### INSTRUCTION
Please restate the following records word for word.

[Labeled region records]
-- BEGIN --

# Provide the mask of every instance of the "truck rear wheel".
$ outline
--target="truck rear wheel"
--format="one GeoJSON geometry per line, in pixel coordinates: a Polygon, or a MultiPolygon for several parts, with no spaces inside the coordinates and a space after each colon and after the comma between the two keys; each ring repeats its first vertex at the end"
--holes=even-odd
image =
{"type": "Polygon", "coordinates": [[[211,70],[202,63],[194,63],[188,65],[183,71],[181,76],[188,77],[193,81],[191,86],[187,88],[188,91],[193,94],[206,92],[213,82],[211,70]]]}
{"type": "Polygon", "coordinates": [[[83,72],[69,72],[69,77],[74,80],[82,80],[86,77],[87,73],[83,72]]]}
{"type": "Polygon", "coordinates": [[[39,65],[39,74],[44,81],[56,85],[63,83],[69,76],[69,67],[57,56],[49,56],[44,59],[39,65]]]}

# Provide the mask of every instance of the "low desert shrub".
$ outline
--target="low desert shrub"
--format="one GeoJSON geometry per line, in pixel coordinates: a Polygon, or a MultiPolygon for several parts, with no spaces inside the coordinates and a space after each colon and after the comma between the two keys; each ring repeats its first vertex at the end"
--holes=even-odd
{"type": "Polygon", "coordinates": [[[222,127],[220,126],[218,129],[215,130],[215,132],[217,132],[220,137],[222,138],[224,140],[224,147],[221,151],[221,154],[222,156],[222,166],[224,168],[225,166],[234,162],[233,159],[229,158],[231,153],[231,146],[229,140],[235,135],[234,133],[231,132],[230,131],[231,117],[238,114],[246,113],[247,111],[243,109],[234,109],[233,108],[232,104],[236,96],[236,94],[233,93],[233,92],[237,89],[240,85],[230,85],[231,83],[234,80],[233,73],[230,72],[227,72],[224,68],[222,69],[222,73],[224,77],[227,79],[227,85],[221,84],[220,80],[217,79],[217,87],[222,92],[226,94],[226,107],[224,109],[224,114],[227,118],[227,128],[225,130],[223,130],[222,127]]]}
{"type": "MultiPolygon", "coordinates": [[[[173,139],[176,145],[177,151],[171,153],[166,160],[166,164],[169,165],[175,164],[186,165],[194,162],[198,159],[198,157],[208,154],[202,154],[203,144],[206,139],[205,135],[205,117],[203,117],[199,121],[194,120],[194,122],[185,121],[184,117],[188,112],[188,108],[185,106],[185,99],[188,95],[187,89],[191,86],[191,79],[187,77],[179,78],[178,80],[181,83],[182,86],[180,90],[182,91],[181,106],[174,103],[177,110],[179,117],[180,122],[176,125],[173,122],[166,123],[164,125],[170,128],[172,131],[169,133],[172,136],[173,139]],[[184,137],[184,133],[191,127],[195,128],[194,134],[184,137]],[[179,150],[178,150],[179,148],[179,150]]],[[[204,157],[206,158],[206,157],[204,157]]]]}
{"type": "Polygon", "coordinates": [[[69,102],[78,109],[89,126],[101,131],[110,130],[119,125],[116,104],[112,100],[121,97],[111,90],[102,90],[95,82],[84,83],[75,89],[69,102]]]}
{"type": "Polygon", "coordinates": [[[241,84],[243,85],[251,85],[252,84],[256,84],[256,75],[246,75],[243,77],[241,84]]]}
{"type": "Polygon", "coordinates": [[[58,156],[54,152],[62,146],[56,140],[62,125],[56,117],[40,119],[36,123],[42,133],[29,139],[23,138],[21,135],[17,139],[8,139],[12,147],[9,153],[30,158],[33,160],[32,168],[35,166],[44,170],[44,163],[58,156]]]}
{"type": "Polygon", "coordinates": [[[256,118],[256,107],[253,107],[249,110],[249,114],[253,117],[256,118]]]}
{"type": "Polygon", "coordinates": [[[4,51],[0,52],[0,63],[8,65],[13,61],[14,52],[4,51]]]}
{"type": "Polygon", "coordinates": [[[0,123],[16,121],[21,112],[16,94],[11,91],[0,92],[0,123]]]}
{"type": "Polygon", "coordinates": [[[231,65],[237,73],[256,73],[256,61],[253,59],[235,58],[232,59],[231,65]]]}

-- END --

### COMPLETE RESPONSE
# Provide the mask of every instance of the "truck rear wheel".
$ outline
--target="truck rear wheel"
--format="one GeoJSON geometry per line, in pixel coordinates: a Polygon, or a MultiPolygon for several parts, with no spaces inside the coordinates and a space after each colon and after the comma between the two keys; each ring repeats its first vertex at the end"
--holes=even-odd
image =
{"type": "Polygon", "coordinates": [[[211,70],[202,63],[194,63],[188,65],[183,71],[181,76],[188,77],[193,81],[191,86],[187,88],[188,91],[193,94],[206,92],[213,82],[211,70]]]}
{"type": "Polygon", "coordinates": [[[83,72],[69,72],[69,77],[74,80],[82,80],[86,77],[87,73],[83,72]]]}
{"type": "Polygon", "coordinates": [[[39,65],[39,74],[44,81],[56,85],[63,83],[69,76],[69,67],[57,56],[49,56],[44,59],[39,65]]]}

# Provide the mask of every instance of the "low desert shrub".
$ outline
--target="low desert shrub"
--format="one GeoJSON geometry per line, in pixel coordinates: a Polygon, or a MultiPolygon for several parts, with no spaces inside the coordinates and a space after each colon and after the comma between the two keys; each ring repeats its first vertex at the end"
--holes=even-odd
{"type": "Polygon", "coordinates": [[[222,127],[220,126],[218,129],[215,130],[215,132],[217,132],[220,137],[222,138],[224,140],[224,147],[221,151],[221,154],[222,156],[222,166],[224,168],[225,166],[234,162],[233,159],[229,158],[231,153],[231,146],[229,140],[235,135],[234,133],[231,132],[230,131],[231,117],[238,114],[246,113],[247,111],[243,109],[234,109],[233,108],[232,104],[236,96],[236,94],[233,93],[233,92],[237,89],[240,85],[230,85],[231,83],[234,80],[233,73],[230,72],[227,72],[224,68],[222,69],[222,73],[224,77],[227,79],[227,85],[221,84],[220,80],[217,79],[217,87],[222,92],[226,94],[226,107],[224,109],[224,114],[227,118],[227,128],[225,130],[223,130],[222,127]]]}
{"type": "MultiPolygon", "coordinates": [[[[173,139],[176,145],[177,151],[171,153],[166,160],[166,164],[169,165],[175,164],[186,165],[194,162],[198,159],[198,157],[208,154],[202,154],[203,144],[206,139],[205,135],[205,117],[203,117],[199,121],[194,120],[194,122],[185,121],[184,117],[188,112],[188,108],[185,106],[185,99],[188,95],[187,89],[191,86],[191,79],[187,77],[179,78],[178,80],[181,83],[182,86],[180,90],[182,91],[181,106],[174,103],[177,110],[179,117],[180,122],[176,125],[173,122],[166,123],[164,125],[170,128],[172,131],[169,133],[172,136],[173,139]],[[184,137],[184,133],[191,127],[195,128],[194,134],[184,137]],[[179,150],[178,150],[179,148],[179,150]]],[[[204,157],[206,158],[206,157],[204,157]]]]}
{"type": "Polygon", "coordinates": [[[69,102],[78,109],[89,126],[101,131],[110,130],[119,125],[116,104],[112,100],[121,97],[111,90],[102,90],[95,82],[84,83],[75,89],[69,102]]]}
{"type": "Polygon", "coordinates": [[[241,84],[243,85],[251,85],[252,84],[256,84],[256,75],[246,75],[243,77],[241,84]]]}
{"type": "Polygon", "coordinates": [[[58,156],[54,152],[62,146],[56,140],[62,125],[56,117],[40,119],[36,123],[42,133],[29,139],[23,138],[21,135],[17,139],[8,139],[12,147],[9,153],[30,158],[33,160],[32,168],[35,166],[44,170],[44,163],[58,156]]]}
{"type": "Polygon", "coordinates": [[[256,118],[256,107],[253,107],[249,110],[249,114],[253,117],[256,118]]]}
{"type": "Polygon", "coordinates": [[[4,51],[0,52],[0,63],[8,65],[13,61],[14,52],[4,51]]]}
{"type": "Polygon", "coordinates": [[[0,123],[16,121],[21,112],[16,94],[11,91],[0,92],[0,123]]]}
{"type": "Polygon", "coordinates": [[[231,65],[237,73],[256,73],[256,61],[253,59],[235,58],[232,59],[231,65]]]}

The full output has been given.